[SOURCE INFORMATION]

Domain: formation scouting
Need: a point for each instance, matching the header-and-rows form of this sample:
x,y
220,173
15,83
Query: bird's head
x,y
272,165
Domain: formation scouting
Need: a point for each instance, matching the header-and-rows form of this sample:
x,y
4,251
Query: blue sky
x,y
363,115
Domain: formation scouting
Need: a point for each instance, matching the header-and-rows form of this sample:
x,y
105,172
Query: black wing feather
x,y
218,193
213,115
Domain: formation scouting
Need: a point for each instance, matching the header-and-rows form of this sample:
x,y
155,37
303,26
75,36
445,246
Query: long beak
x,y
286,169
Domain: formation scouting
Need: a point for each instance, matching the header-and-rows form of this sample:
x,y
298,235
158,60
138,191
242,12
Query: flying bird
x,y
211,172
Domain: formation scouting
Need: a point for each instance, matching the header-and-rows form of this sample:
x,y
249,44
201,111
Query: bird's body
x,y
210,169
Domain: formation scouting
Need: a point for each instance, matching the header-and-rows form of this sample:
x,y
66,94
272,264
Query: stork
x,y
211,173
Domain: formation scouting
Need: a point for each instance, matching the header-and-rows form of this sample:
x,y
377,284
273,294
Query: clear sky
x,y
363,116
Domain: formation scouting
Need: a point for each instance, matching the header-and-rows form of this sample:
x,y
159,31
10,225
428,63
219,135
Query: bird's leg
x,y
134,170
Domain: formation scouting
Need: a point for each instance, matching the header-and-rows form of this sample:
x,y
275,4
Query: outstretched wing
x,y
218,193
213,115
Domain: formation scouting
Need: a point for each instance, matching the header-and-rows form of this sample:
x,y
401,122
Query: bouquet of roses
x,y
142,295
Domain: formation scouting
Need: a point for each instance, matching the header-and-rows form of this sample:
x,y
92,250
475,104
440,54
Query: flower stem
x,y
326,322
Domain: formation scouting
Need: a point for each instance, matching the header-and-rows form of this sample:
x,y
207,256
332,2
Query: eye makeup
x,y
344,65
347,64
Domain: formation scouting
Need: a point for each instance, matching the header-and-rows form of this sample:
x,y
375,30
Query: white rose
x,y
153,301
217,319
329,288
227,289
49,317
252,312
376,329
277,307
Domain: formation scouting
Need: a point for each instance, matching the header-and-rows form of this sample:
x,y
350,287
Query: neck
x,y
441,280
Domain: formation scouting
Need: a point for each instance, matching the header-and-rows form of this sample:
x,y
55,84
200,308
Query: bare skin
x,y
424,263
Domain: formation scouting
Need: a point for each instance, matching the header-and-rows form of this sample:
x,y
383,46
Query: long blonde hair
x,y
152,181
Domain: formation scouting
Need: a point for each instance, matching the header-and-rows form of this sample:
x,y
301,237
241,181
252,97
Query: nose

[/SOURCE INFORMATION]

__WORK TASK__: Exactly as they stand above, write out all the entries again.

__WRITTEN SOLUTION__:
Domain: formation scouting
Need: a point for each instance, matching the header-and-rows form of this sample:
x,y
220,173
15,83
Query: bird's head
x,y
272,165
Domain: formation scouting
Need: a point for each instance, matching the header-and-rows form of this sample:
x,y
4,251
Query: blue sky
x,y
363,115
Domain: formation scouting
Need: a point for each instance, matching the header-and-rows form of this sample:
x,y
105,172
Query: black wing feather
x,y
218,193
213,115
Domain: formation scouting
Need: a point for each instance, matching the header-and-rows form of this sample:
x,y
155,37
303,26
75,36
445,246
Query: long beak
x,y
286,169
Domain: formation scouting
Need: a point for each instance, matching the header-and-rows form of this sample:
x,y
298,235
158,60
138,191
242,12
Query: flying bird
x,y
211,172
Domain: formation scouting
Need: a point for each instance, matching the header-and-rows form of this sample:
x,y
249,44
201,111
Query: bird's body
x,y
210,169
Domain: formation scouting
Need: a point for each instance, matching the header-and-rows form of this sample:
x,y
66,94
272,264
Query: stork
x,y
211,173
Domain: formation scouting
Need: a point for each instance, matching the header-and-rows form of this sample:
x,y
377,284
273,294
Query: clear sky
x,y
363,116
Domain: formation scouting
Need: a point for each instance, matching the header-and-rows form of this sample:
x,y
159,31
10,225
428,63
219,135
Query: bird's leg
x,y
134,170
Domain: formation scouting
Need: a point for each instance, matching the header-and-rows form of this sample:
x,y
275,4
Query: outstretched wing
x,y
218,193
213,115
Domain: formation scouting
Need: a point for each instance, matching the header-and-rows form of this sample:
x,y
401,122
Query: bouquet of roses
x,y
142,295
Domain: formation scouting
Need: a point for each instance, matching the header-and-rows form of this sample:
x,y
92,250
475,104
440,54
Query: flower stem
x,y
326,322
Domain: formation scouting
Need: a point for each instance, matching the header-and-rows form of this sample:
x,y
207,256
332,2
Query: eye makeup
x,y
344,65
347,64
Domain: formation scouting
Need: a point for each instance, matching the header-and-rows form of this sample:
x,y
375,30
Query: white rose
x,y
153,301
217,319
329,288
227,289
49,317
252,312
376,329
277,307
Domain: formation scouting
Need: a point for each instance, matching the header-and-rows form of this sample:
x,y
350,287
Query: neck
x,y
441,280
Domain: formation scouting
Need: a point for each instance, matching the header-and-rows form of this sample:
x,y
55,84
200,308
Query: bare skin
x,y
424,263
Domain: formation scouting
Need: a point for each instance, matching the header-and-rows form of this sample:
x,y
383,46
Query: long blonde hair
x,y
152,181
Domain: formation scouting
Need: a point for each instance, matching the header-and-rows form of this sample:
x,y
301,237
241,181
252,97
Query: nose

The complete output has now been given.